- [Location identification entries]
- - -

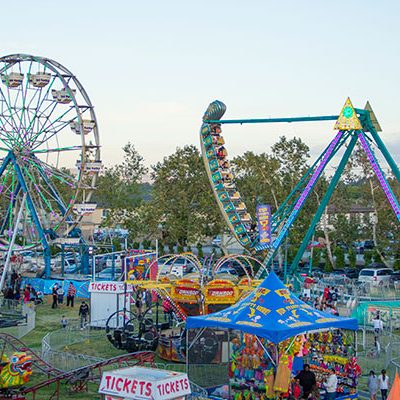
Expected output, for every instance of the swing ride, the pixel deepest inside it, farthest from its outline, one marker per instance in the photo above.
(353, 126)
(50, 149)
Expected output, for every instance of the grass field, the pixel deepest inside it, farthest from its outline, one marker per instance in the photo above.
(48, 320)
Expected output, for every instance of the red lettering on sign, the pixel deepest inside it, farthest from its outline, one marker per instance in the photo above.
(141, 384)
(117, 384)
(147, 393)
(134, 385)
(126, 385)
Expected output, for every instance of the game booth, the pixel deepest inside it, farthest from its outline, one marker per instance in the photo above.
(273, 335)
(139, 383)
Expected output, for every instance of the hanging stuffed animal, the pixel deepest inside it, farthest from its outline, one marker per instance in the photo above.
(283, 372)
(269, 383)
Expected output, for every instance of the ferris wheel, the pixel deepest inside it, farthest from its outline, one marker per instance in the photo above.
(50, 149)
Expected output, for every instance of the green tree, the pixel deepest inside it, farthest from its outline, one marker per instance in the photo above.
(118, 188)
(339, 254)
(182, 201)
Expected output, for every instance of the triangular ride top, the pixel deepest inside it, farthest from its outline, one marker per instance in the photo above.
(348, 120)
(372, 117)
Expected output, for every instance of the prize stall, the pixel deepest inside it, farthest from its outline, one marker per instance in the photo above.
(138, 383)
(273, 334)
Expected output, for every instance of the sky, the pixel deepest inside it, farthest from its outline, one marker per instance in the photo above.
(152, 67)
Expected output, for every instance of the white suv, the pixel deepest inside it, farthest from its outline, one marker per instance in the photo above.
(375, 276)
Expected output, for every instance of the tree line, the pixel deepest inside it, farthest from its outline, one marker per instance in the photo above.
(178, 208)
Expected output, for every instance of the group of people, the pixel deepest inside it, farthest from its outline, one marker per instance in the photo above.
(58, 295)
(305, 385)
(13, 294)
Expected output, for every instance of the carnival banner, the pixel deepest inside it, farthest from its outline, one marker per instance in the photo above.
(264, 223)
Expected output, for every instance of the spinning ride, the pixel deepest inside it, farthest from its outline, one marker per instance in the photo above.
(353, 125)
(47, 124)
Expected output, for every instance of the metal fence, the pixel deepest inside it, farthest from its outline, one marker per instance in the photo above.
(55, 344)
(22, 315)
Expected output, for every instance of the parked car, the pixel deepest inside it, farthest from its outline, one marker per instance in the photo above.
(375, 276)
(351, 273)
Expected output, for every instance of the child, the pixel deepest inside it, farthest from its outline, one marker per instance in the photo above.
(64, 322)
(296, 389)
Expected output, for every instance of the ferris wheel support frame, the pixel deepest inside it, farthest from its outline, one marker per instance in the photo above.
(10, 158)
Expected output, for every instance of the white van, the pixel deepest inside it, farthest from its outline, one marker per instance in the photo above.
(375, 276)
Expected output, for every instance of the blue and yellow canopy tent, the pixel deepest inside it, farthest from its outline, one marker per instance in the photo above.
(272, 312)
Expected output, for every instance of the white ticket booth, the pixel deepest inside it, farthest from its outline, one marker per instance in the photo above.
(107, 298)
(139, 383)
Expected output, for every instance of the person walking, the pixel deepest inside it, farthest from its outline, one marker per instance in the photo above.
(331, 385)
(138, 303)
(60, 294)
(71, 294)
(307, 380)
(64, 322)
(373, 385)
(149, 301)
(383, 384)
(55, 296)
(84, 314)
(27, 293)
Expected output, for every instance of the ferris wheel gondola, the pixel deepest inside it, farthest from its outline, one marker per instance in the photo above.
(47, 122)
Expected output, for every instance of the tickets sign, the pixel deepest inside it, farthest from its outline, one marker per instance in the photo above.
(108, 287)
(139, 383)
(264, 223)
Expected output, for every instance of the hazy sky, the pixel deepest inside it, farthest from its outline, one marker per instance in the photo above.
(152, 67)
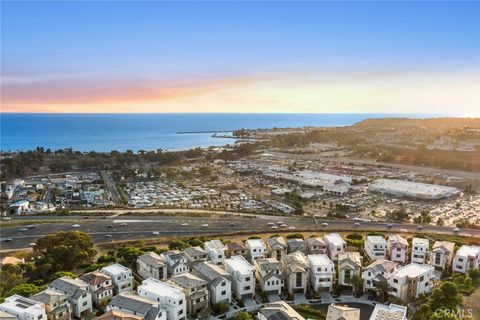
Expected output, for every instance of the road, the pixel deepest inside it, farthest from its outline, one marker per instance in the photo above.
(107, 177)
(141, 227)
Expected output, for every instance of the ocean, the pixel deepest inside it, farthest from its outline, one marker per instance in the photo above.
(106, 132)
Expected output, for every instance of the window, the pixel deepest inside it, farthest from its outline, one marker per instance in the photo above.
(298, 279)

- - -

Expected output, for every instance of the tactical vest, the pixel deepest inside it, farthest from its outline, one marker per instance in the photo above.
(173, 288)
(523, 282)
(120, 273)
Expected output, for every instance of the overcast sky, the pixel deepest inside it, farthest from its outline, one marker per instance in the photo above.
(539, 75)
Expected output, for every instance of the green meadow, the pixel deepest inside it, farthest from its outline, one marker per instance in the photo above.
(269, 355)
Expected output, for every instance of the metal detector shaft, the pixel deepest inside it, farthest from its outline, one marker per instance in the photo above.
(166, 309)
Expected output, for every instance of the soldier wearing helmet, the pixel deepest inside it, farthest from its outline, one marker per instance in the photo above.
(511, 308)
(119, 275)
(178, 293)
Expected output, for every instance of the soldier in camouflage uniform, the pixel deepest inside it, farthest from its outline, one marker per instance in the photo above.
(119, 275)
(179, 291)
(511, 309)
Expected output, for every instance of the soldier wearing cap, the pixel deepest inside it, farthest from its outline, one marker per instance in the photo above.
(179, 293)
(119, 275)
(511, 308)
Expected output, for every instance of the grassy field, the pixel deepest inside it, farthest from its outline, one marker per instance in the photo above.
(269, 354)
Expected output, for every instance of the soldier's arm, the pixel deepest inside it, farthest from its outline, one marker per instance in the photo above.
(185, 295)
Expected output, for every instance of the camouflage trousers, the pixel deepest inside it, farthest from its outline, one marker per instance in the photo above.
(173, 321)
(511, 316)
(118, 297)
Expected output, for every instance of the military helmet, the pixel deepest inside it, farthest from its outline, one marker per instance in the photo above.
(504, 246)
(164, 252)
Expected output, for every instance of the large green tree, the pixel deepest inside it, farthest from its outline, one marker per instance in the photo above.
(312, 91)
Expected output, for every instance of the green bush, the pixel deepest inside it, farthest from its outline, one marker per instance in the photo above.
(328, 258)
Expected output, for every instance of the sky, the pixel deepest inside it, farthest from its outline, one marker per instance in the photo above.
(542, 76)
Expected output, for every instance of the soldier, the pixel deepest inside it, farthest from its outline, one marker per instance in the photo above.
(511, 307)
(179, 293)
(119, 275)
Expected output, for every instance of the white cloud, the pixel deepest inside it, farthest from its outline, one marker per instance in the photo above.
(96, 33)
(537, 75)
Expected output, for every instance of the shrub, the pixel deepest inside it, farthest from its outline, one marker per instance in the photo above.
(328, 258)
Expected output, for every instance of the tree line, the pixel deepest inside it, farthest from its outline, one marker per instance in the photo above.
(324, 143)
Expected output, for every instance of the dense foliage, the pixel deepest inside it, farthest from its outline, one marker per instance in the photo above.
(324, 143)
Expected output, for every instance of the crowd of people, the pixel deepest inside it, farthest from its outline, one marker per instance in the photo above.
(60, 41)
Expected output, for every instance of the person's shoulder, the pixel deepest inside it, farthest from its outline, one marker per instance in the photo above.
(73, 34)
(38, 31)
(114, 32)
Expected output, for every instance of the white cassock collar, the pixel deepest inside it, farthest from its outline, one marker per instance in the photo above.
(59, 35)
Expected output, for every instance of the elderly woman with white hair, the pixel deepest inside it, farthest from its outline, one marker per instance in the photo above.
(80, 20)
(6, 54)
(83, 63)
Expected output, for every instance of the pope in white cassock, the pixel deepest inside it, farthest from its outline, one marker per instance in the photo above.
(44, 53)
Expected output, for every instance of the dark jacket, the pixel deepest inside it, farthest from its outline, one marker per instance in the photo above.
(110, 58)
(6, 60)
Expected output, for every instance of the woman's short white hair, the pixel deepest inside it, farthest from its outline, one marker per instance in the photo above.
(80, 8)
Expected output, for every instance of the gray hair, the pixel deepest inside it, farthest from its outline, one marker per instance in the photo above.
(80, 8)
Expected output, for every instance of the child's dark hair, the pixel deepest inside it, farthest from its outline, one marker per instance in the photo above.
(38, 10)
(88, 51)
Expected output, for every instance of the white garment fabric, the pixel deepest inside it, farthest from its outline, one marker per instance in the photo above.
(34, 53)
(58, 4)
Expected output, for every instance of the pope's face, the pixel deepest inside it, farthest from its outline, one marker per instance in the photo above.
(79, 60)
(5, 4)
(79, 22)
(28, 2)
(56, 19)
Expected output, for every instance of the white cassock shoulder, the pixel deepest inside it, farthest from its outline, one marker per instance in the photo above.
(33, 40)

- - -

- [To do] Return every line of the entries above that contains the string "booth". Case counts.

- [Response for this exercise]
Expected output, for every instance of the game booth, the pixel deepest inside it, farthest from its outline, one marker per instance in the photo above.
Expected output, for every instance of the white ticket booth, the pixel deepest inside it, farthest from its outline, one marker per instance in the photo above.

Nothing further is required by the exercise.